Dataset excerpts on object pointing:
━━━
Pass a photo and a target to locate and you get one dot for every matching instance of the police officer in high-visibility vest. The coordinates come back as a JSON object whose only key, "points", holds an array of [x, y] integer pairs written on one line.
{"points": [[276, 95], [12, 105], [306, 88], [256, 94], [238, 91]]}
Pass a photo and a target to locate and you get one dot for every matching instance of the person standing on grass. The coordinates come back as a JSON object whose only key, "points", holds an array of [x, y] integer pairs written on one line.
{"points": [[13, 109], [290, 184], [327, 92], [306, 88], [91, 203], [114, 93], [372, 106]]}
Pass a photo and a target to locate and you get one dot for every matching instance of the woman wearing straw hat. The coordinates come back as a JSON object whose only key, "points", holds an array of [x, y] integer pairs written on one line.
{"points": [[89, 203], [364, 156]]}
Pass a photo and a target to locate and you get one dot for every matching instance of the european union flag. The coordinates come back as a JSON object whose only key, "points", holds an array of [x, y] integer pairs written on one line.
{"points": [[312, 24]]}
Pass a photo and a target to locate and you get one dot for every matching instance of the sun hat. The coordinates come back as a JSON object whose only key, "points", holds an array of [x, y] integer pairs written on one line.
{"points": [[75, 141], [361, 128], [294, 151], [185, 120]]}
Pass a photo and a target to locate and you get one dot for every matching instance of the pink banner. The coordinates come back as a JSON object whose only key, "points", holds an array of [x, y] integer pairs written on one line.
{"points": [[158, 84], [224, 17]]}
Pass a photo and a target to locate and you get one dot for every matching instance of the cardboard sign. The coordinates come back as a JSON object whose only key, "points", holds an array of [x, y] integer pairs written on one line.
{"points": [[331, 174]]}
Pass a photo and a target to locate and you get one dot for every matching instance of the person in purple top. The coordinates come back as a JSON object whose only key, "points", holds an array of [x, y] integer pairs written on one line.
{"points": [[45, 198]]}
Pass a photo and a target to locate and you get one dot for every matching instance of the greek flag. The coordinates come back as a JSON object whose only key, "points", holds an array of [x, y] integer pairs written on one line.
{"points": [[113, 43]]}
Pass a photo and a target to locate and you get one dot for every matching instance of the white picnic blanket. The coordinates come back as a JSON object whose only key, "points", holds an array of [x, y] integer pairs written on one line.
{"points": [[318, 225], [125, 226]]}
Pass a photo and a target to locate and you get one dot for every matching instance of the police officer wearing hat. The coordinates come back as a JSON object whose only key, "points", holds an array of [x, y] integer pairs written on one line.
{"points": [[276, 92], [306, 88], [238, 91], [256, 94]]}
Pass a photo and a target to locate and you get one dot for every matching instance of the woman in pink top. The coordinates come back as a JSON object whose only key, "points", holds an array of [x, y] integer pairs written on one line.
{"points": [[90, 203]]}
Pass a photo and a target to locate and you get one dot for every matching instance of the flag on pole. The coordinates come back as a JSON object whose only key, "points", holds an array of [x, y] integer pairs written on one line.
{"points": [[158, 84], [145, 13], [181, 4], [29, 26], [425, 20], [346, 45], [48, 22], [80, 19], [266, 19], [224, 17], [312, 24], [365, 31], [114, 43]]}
━━━
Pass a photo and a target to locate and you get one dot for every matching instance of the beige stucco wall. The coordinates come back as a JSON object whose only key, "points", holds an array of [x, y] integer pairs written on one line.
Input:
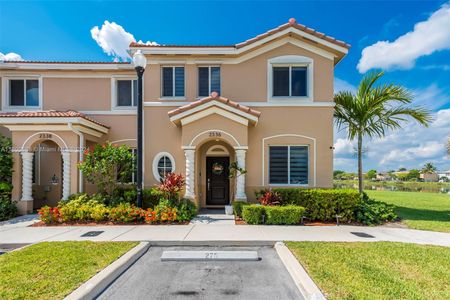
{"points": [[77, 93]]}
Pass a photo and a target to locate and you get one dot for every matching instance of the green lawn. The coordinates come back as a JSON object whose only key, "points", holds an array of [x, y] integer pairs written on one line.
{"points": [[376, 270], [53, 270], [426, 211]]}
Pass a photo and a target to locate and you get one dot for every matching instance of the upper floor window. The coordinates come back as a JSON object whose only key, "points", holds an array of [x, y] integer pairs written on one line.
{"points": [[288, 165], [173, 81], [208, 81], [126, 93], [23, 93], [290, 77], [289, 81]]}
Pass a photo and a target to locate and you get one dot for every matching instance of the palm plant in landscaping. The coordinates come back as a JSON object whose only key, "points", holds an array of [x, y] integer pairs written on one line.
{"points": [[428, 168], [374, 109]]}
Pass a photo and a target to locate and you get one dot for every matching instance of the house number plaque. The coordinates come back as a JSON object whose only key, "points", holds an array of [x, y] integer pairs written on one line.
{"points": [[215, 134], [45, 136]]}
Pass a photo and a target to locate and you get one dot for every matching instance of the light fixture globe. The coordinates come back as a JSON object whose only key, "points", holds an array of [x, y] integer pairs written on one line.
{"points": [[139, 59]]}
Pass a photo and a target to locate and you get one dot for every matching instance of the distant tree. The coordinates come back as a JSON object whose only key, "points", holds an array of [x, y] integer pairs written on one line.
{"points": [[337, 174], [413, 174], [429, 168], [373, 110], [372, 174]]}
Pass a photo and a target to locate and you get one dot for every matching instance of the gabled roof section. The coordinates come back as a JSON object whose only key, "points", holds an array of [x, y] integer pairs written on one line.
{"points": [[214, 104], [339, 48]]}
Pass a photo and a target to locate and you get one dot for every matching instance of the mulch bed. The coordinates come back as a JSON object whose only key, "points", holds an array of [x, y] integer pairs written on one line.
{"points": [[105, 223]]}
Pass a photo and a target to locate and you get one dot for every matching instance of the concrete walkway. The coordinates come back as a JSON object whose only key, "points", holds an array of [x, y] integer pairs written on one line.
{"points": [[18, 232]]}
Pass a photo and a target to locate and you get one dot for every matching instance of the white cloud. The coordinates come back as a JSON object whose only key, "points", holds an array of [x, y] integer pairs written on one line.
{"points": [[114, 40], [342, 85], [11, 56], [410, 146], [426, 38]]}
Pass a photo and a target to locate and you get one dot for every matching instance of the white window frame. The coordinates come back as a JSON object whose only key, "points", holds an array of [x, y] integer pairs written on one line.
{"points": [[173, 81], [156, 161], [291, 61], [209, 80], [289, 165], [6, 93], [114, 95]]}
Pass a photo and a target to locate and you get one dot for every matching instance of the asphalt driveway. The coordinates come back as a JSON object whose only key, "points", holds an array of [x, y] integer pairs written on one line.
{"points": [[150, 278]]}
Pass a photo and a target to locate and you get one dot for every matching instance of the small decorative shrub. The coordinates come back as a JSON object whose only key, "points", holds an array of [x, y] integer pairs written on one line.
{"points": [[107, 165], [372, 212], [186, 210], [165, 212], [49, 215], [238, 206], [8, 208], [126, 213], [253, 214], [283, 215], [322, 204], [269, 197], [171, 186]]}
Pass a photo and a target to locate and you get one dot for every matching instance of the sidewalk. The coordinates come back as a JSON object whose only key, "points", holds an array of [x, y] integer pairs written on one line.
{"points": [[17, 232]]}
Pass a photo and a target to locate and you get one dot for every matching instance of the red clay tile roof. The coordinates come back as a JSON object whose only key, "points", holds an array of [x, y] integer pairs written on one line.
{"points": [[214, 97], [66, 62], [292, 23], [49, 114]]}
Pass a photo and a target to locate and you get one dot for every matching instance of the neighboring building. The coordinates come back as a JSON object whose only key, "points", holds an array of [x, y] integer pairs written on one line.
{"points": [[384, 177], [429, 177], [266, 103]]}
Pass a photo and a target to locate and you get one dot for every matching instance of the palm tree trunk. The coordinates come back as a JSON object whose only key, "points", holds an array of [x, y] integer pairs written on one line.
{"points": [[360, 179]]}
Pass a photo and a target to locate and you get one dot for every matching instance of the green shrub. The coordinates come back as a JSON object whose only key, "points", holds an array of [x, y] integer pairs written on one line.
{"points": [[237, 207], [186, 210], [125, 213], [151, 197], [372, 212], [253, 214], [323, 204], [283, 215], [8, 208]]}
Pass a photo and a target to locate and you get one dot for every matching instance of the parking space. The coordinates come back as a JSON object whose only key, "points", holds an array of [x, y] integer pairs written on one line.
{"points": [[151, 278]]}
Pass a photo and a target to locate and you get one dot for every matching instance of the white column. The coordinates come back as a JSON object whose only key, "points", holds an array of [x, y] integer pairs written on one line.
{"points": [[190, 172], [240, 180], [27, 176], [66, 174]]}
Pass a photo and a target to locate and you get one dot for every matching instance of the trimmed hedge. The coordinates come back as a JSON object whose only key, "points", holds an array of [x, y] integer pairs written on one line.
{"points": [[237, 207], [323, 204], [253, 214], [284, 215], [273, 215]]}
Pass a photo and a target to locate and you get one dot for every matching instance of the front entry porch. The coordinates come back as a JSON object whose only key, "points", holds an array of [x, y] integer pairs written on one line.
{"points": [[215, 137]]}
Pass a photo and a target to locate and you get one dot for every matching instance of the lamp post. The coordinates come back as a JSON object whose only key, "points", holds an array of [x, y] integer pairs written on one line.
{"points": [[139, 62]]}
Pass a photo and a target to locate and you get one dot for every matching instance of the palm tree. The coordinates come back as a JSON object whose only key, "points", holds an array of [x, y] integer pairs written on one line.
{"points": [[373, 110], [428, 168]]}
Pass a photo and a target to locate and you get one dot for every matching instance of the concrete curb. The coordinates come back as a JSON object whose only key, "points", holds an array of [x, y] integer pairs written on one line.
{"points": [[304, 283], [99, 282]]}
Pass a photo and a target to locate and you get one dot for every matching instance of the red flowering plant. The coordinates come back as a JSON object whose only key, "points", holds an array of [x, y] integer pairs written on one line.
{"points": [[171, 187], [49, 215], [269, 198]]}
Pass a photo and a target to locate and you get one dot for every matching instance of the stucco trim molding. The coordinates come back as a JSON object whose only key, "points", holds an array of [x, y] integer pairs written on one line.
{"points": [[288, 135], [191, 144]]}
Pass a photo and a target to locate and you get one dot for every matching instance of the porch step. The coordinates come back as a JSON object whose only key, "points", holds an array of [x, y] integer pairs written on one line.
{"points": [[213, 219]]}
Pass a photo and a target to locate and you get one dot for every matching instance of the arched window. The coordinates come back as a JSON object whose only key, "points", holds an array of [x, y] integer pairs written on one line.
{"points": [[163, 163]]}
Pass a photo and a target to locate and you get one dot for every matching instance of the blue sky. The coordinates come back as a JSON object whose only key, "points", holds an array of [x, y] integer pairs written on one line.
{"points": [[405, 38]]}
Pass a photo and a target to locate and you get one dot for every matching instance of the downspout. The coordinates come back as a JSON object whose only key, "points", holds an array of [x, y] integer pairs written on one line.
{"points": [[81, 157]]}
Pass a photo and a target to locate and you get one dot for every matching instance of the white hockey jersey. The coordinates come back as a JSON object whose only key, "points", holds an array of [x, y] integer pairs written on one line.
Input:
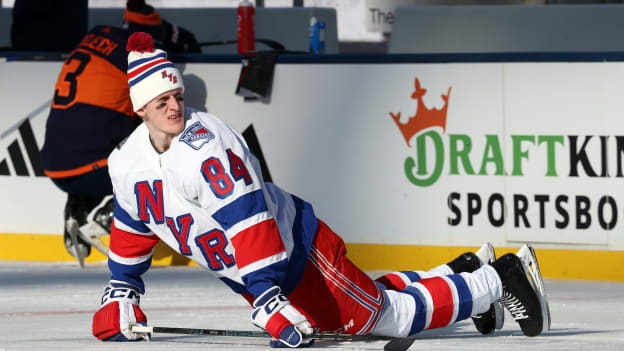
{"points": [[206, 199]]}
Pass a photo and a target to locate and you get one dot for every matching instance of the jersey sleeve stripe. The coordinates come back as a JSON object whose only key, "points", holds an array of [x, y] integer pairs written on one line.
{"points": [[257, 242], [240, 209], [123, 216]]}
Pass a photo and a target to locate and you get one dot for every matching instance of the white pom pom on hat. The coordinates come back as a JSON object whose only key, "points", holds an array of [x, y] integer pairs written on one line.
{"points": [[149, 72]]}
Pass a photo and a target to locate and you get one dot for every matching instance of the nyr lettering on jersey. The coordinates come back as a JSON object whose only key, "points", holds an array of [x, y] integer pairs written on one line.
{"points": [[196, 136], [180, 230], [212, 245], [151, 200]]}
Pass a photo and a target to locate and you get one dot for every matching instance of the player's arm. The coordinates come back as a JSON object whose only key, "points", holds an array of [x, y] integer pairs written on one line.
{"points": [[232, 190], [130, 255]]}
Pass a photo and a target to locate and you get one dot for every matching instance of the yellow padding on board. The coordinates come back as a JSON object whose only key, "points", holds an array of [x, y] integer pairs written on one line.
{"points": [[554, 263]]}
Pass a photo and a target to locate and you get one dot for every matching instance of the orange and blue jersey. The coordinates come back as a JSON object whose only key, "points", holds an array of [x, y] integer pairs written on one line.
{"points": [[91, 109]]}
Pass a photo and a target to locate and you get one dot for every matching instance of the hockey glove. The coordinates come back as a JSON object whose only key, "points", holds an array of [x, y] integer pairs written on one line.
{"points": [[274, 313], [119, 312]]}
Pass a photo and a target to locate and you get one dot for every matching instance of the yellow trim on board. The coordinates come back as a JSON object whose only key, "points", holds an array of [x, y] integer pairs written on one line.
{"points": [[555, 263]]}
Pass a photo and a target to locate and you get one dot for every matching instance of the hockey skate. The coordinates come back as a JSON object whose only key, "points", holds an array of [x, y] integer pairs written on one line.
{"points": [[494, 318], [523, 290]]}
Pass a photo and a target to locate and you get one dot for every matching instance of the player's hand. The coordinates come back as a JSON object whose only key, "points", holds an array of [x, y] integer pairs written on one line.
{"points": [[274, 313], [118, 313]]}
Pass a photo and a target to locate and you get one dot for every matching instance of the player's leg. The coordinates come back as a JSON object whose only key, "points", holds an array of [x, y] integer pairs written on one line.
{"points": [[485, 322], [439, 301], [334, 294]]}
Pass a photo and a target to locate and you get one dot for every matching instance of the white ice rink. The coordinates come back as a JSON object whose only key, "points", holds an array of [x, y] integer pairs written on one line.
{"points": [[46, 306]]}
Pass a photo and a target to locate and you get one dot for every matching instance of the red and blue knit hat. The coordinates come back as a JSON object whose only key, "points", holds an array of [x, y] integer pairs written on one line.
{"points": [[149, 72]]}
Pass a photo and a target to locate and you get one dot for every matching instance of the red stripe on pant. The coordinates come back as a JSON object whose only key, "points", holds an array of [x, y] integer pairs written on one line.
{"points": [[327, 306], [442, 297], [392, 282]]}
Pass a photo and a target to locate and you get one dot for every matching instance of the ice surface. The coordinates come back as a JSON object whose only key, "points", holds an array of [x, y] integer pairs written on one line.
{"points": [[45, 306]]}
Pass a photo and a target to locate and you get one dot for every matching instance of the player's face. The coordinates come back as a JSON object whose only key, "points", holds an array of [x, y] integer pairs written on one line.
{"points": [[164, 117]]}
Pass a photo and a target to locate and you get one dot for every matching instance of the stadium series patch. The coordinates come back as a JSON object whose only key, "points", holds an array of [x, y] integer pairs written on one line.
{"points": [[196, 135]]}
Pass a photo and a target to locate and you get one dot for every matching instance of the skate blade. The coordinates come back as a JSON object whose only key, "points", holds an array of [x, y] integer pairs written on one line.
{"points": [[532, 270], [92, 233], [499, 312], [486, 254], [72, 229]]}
━━━
Your goal: Copy out each line in the items above that contains the word "person". List them without changes.

The result:
Pass a photo and a target to locate and you get one dot for every matching instance of the person standing on grass. The coordinates come back as a JSON object whose only key, "points", holds an array of [x, y] integer pairs written on one line.
Pass a photo and a target to locate and you get one dot for every matching instance of the person in purple top. The coordinates come back as a JSON object whose only key, "points", holds an array of [x, y] integer pairs written on one line.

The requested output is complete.